[Article]:
I've seen quite a few studies on money in elections. Most of them include non-competitive constituencies. Those that address ONLY competitive constituencies with competitive party registration numbers and two candidates that both receive reasonable amounts of money tend to fail to find any significant role of money in making a victor.

That doesn't mean campaign giving is useless: early fundraising can shut out primary challengers, or intimidate the other party into not competing in a meaningful fashion. And if you DON'T raise any money, then you don't fall into that category of "reasonable amounts of money." If the other guy raises $10 million and you raise $10,000, I don't see why you should expect to win: nobody apparently bothered to support your campaign. But if you raise, say, $1.8 million, and the other guy raises $4 million, it might make a big difference, but it also might not. Statistically, there's no clear indicator that such differences matter a great deal, in the one or two studies I've seen in my poli sci and econ classes. There may be others I haven't seen.

Racial allegiance actually wasn't a reference to Obama, but rather to some racial/ethnic groups tending to favor a specific party, such as African Americans with the Democratic Party (and possibly Hispanics). By religious influence, I meant election-day sermons and the like.

[Problem requirements]: Resume the passage on money and elections, picking up after its final sentence and keeping its voice. The records are separate material and are not connected to the passage on money and elections.

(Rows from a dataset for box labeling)
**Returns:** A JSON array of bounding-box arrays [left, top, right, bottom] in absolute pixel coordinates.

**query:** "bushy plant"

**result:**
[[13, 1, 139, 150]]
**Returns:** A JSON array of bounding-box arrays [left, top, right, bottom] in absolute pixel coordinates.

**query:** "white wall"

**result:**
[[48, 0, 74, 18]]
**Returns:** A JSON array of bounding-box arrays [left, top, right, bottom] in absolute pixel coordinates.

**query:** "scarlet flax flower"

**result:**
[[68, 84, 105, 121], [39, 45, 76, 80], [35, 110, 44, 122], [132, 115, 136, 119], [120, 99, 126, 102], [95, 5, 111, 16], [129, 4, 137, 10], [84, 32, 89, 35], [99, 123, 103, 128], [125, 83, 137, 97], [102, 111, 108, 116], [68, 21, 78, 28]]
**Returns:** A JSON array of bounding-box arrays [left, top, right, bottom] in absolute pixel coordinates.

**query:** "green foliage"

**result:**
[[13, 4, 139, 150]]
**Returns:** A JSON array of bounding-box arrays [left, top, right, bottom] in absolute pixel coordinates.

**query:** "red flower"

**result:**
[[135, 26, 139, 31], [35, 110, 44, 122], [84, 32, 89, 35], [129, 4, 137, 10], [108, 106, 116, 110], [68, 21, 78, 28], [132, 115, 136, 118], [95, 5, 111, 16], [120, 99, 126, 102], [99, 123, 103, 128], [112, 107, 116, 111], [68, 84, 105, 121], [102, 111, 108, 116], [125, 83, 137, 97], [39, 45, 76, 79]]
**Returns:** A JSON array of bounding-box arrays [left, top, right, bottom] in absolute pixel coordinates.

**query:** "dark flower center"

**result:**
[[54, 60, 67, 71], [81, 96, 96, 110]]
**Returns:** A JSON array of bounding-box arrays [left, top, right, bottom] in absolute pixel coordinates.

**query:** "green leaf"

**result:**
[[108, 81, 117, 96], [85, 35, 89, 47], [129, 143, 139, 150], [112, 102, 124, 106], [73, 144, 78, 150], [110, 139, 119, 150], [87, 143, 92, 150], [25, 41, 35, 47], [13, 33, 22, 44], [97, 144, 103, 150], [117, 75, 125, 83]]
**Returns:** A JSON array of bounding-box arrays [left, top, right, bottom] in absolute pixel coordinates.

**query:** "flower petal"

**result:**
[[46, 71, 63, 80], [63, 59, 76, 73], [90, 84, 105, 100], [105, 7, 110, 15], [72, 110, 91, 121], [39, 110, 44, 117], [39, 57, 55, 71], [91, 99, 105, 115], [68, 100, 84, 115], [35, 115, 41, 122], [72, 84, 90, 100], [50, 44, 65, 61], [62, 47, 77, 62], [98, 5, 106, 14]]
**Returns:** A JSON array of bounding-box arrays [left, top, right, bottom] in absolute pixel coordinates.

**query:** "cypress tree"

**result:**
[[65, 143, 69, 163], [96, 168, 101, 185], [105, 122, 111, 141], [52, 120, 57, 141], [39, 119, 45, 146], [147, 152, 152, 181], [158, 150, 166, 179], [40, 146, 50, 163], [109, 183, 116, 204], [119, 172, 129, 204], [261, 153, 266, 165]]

[Output]:
And making longer, staggered terms drastically reduces the returns on rent-seeking, because it means companies have constant election cycles to "buy," but politicians have comparatively much longer tenures and less need to worry about re-election. Possible methods that various peoples and governments have used to reduce rent seeking include geographic isolation (move the capital away from wherever all the lobbyists live), rigorous civil service examinations (which the US lacks), segmentation of interests (crush public sector unions, allow large firms to fail), constitutional limits or some other commitment mechanism (a credible claim to absolutely refuse to address a certain policy arena, meaning no firm has any incentive to lobby in regards to it), expansion of the powerful class (in the case of the US, this would men a larger congress), reinforcing the independence of institutions (changing the structure of political appointments, for example), and others.

Most of these options are not realistically on the table for most politicians. Which is sad, because those are the kinds of things that make real reform.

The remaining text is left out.